### Voci fornite

● ● ● ●

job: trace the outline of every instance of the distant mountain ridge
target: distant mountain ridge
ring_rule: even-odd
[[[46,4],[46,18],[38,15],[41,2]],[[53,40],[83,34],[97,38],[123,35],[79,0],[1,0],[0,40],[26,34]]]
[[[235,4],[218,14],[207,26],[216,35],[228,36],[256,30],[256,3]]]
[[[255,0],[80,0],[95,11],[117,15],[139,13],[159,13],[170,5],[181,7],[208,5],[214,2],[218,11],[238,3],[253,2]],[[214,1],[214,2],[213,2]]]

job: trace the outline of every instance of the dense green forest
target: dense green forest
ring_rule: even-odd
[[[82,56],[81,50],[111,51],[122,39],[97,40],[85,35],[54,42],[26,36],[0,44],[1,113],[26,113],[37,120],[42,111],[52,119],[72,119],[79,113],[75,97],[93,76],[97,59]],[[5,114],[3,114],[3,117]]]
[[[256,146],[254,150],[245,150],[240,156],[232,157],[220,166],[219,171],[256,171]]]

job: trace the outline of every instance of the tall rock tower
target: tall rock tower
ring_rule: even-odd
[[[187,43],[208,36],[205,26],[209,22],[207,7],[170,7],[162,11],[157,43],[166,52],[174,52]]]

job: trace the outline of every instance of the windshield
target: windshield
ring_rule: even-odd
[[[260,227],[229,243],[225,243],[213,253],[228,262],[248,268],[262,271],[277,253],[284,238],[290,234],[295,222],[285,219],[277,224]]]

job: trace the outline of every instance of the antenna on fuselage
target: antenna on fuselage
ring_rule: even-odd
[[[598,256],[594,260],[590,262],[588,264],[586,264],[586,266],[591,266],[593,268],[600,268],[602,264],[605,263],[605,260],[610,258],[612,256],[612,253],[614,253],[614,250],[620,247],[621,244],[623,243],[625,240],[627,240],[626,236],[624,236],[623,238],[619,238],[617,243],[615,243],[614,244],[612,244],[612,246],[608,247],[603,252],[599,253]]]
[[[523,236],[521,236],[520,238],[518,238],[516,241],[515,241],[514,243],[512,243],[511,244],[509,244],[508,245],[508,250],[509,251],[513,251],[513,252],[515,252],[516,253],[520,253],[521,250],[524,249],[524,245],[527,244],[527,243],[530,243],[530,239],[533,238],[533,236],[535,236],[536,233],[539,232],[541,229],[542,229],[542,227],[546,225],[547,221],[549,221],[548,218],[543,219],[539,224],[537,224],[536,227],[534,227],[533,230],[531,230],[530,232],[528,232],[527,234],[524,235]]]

● ● ● ●

### Scopo del compito
Conta le righe dell'elenco in cui compare la stringa "instance", distinguendo tra maiuscole e minuscole. Scrivi soltanto il numero.

### Esercizio svolto
5